PASSAGE GIVEN:
-=-=-=-=-
Five Fragments, op. 42 (1935)
CD: Shostakovich: The Execution of Stepan Razin, etc., Seattle Symphony, Gerard Schwarz (Naxos 8.557812)
For the past few years I’ve been a little bit familiar with the Five Fragments from this album, not that the work demands much familiarity. But it works well as a companion to the bigger stuff on this album by Gerard Schwarz and the Seattle Symphony (a band I still haven’t heard in concert, despite being only one major city away from me), the classical-ouevre equivalent of a B-side, and the musicians give a good account of it.
The five short pieces, sketches for Shostakovich’s upcoming fourth symphony, make a ten-minute exercise in the general style of Lady Macbeth of Mtsensk, though in their stylistic details they differ somewhat — I imagine Shostakovich was working out a couple of different angles. The first two fragments point most clearly back at the sound worlds of Lady Macbeth and The Nose, particularly the ominous tension of the former’s first act. The central Largo, though, achieves something else than the earlier style: With slow traces of melodic lines and chords hanging in the air as though vaporized, it creates an static, pensive atmosphere that, running for a comparatively long four minutes, anchors the entire set. The piece that follows it continues in something like the same mood, but with less aim and interest.
Some hard-edged solo fiddling in the final Allegretto shows off a jumpy figure that makes its way in some form into the last movement of the fourth symphony — the only material in the fragments so used, I think — as well as an attitude that comes back in biting folk-dance episodes in several of Shostakovich’s string quartets:
Fun enough stuff; my reaction to it is mainly the same joy of recognition I feel towards anything unmistakably in the composer’s style.
Jazz Suite No. 1, sans opus (1934)
CD: “Shostakovich: The Jazz Album”, Royal Concertgebouw Orchestra, Riccardo Chailly (London 433 702 – 2; currently issued on Decca)
-=-=-=-=-
GIVEN INFORMATION:
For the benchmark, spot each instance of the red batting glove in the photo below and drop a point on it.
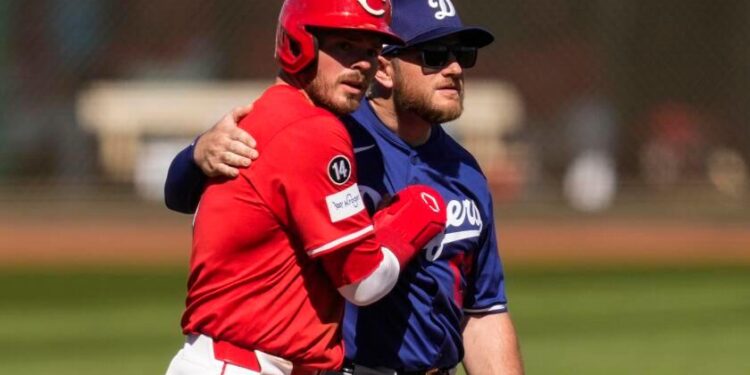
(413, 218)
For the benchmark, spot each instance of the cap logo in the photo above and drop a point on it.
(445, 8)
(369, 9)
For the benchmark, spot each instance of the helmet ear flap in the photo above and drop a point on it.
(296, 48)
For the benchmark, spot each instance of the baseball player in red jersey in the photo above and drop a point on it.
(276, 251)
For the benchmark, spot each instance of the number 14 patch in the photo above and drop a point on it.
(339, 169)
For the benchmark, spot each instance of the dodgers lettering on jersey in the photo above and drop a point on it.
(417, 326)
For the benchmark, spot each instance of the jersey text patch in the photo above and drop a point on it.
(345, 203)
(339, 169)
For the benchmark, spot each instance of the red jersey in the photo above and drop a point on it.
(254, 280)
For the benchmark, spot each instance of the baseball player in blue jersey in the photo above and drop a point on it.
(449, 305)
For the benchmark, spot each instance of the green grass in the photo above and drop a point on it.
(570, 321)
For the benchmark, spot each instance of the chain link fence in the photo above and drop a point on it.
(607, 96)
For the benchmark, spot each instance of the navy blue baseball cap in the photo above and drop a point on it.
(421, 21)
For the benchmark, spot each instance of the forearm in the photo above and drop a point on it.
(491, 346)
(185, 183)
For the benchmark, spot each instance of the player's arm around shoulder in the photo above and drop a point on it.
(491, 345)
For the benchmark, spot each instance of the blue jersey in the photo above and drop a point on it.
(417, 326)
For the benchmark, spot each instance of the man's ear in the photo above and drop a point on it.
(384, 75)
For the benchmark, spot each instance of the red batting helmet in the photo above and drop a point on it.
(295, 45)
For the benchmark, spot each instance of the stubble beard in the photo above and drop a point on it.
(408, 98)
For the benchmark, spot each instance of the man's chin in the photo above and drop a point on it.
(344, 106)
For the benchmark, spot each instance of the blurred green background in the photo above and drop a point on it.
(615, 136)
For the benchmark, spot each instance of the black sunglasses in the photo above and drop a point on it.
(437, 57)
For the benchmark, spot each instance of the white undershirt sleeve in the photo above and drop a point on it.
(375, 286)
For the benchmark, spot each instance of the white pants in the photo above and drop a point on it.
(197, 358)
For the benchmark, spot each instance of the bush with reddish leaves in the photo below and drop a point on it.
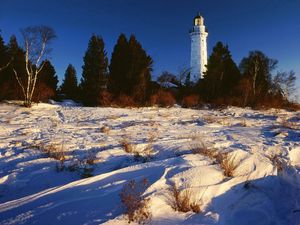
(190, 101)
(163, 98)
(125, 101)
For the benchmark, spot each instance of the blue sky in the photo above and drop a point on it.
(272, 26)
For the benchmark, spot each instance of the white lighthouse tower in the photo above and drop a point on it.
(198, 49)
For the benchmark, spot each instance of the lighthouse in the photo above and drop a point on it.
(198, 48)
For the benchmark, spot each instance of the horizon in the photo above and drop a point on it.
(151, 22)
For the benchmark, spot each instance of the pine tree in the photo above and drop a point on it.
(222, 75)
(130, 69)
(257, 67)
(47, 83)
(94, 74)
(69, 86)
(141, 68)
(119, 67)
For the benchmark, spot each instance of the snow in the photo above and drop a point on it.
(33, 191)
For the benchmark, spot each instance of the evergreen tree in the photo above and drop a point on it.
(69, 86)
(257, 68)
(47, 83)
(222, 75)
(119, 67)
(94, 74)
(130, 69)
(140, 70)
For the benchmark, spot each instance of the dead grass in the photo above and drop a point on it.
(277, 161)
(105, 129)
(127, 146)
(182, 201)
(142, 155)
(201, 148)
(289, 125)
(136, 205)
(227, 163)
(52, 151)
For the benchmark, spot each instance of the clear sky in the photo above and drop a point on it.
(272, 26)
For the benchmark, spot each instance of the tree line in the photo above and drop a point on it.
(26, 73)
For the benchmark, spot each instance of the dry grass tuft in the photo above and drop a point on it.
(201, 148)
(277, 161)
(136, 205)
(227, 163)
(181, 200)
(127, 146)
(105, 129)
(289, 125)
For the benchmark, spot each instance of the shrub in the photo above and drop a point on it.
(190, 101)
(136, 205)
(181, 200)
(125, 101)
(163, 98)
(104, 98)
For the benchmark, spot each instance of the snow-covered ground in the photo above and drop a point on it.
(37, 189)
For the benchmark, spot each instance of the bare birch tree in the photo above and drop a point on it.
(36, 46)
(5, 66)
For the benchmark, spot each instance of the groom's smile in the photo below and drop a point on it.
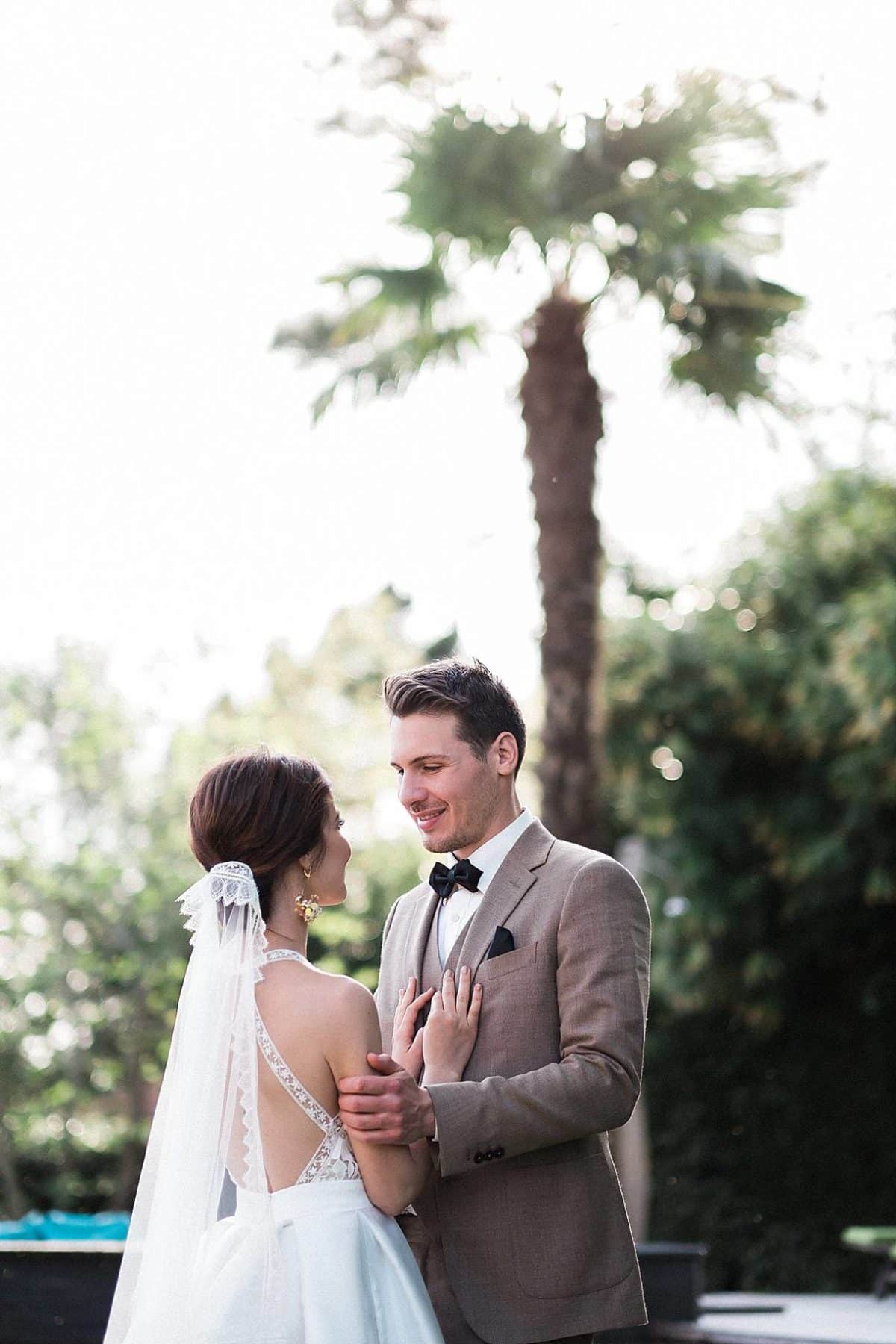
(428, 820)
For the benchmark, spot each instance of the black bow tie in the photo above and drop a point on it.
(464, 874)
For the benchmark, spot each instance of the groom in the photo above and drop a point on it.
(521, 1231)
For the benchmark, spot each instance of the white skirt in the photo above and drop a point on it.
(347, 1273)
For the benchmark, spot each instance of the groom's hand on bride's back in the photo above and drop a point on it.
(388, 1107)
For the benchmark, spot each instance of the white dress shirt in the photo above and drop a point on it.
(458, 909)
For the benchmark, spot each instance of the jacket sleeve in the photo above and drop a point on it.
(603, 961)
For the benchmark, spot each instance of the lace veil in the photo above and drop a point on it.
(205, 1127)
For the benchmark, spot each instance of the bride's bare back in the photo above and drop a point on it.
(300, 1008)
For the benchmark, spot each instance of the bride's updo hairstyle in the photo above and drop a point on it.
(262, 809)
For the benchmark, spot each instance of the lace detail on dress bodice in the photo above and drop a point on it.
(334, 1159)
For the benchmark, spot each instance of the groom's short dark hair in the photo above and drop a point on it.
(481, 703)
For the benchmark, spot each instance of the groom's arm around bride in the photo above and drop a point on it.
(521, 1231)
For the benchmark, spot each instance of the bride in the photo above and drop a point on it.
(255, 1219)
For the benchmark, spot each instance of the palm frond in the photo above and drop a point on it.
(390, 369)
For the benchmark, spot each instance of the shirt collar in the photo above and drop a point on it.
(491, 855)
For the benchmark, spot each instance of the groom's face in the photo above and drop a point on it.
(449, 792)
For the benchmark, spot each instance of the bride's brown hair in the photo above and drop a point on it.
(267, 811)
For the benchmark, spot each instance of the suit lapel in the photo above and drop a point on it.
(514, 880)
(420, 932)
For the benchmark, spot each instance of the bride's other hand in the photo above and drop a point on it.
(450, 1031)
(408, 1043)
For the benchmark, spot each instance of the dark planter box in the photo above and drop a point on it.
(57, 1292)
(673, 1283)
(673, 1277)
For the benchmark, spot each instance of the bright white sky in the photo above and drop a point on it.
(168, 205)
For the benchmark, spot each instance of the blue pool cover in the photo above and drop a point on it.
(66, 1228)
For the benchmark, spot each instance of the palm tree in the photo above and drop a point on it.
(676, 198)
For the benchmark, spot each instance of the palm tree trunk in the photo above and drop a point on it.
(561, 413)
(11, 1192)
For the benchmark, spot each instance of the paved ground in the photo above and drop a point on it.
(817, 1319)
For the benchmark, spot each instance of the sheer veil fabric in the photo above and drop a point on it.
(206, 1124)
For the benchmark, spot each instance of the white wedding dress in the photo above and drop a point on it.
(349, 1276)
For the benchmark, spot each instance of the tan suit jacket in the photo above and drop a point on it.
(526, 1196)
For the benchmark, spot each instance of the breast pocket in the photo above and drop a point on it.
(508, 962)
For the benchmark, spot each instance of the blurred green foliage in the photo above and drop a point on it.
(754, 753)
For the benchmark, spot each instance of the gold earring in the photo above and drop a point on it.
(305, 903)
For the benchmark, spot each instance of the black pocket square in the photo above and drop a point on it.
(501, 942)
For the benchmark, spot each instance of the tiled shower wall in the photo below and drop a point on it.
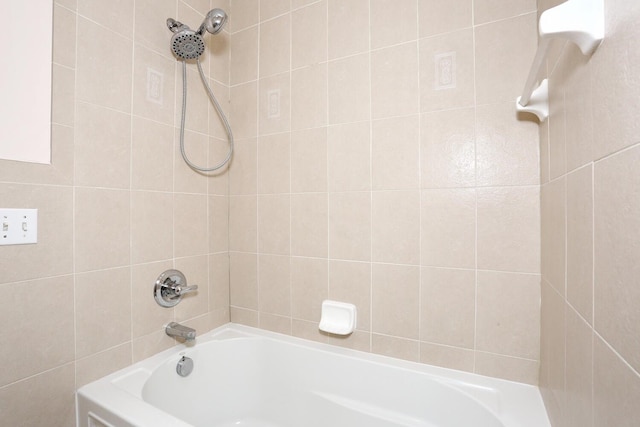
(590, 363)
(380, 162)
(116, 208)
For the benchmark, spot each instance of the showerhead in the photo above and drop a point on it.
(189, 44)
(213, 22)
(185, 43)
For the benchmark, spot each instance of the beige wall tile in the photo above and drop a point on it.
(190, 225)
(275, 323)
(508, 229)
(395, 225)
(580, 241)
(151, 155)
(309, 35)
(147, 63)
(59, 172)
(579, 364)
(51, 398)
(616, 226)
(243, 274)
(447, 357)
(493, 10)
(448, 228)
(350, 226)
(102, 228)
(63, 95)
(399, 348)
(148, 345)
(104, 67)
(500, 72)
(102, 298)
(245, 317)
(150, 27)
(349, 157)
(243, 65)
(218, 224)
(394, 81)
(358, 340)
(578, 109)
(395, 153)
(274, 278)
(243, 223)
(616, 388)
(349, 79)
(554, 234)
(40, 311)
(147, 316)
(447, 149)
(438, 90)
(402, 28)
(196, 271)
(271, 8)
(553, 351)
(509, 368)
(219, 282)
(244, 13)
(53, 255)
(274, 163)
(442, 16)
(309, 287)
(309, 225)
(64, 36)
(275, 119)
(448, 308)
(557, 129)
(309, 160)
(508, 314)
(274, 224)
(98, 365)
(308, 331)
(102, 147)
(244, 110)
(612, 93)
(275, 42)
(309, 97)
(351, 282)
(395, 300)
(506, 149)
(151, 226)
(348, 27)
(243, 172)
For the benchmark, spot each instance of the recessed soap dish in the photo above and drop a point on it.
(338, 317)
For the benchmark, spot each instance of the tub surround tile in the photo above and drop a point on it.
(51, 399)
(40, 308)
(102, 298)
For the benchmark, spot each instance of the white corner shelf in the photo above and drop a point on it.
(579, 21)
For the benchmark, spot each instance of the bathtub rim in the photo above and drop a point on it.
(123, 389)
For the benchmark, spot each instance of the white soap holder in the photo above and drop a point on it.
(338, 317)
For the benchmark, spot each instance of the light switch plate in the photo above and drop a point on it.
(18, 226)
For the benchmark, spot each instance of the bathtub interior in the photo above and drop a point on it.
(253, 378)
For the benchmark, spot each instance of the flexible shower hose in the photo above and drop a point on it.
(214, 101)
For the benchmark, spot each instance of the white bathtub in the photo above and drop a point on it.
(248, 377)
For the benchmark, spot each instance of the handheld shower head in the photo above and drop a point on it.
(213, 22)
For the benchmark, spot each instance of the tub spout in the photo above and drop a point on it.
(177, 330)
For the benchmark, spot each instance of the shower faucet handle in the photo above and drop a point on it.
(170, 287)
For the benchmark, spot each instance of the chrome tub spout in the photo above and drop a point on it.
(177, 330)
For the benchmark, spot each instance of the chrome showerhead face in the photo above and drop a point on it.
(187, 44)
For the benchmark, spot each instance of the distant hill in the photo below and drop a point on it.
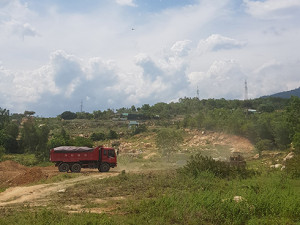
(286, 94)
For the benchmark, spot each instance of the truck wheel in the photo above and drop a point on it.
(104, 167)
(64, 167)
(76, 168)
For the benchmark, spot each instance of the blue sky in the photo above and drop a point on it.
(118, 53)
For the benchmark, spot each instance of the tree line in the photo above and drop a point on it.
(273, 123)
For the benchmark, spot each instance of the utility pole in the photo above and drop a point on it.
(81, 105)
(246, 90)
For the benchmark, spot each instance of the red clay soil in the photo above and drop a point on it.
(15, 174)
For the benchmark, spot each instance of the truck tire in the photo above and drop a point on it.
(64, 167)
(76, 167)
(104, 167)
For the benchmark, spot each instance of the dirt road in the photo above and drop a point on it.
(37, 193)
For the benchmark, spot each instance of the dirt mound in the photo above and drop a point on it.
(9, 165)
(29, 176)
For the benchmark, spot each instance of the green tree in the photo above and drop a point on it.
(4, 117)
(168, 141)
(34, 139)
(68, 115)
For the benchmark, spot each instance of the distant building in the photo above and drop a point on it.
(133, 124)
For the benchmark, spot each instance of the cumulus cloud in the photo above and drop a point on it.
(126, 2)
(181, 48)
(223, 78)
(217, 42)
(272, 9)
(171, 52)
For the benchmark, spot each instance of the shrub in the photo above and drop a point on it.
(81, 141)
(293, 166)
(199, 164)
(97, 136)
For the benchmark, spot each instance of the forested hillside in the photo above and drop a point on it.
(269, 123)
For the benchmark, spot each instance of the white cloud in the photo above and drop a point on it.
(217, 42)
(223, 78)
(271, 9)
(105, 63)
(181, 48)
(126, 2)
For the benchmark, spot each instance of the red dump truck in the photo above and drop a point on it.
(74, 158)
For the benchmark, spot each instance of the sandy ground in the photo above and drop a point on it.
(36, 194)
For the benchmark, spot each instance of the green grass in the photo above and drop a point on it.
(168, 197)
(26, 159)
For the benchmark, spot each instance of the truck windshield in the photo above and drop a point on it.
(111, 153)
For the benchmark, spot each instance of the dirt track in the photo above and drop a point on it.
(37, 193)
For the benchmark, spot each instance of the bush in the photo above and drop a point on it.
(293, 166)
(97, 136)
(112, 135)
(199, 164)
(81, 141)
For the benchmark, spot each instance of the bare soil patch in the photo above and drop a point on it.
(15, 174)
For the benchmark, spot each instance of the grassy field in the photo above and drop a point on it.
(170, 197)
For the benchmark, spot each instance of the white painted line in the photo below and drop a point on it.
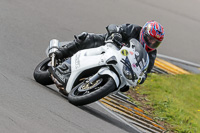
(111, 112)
-=-=-=-=-
GOAL 1:
According to the Shostakovich review, how long does the central Largo of the Five Fragments run?
GOAL 2:
Reproduce the Shostakovich review from "Some hard-edged solo" up to and including "the composer’s style.".

FULL OUTPUT 1:
About four minutes.

FULL OUTPUT 2:
Some hard-edged solo fiddling in the final Allegretto shows off a jumpy figure that makes its way in some form into the last movement of the fourth symphony — the only material in the fragments so used, I think — as well as an attitude that comes back in biting folk-dance episodes in several of Shostakovich’s string quartets:
Fun enough stuff; my reaction to it is mainly the same joy of recognition I feel towards anything unmistakably in the composer’s style.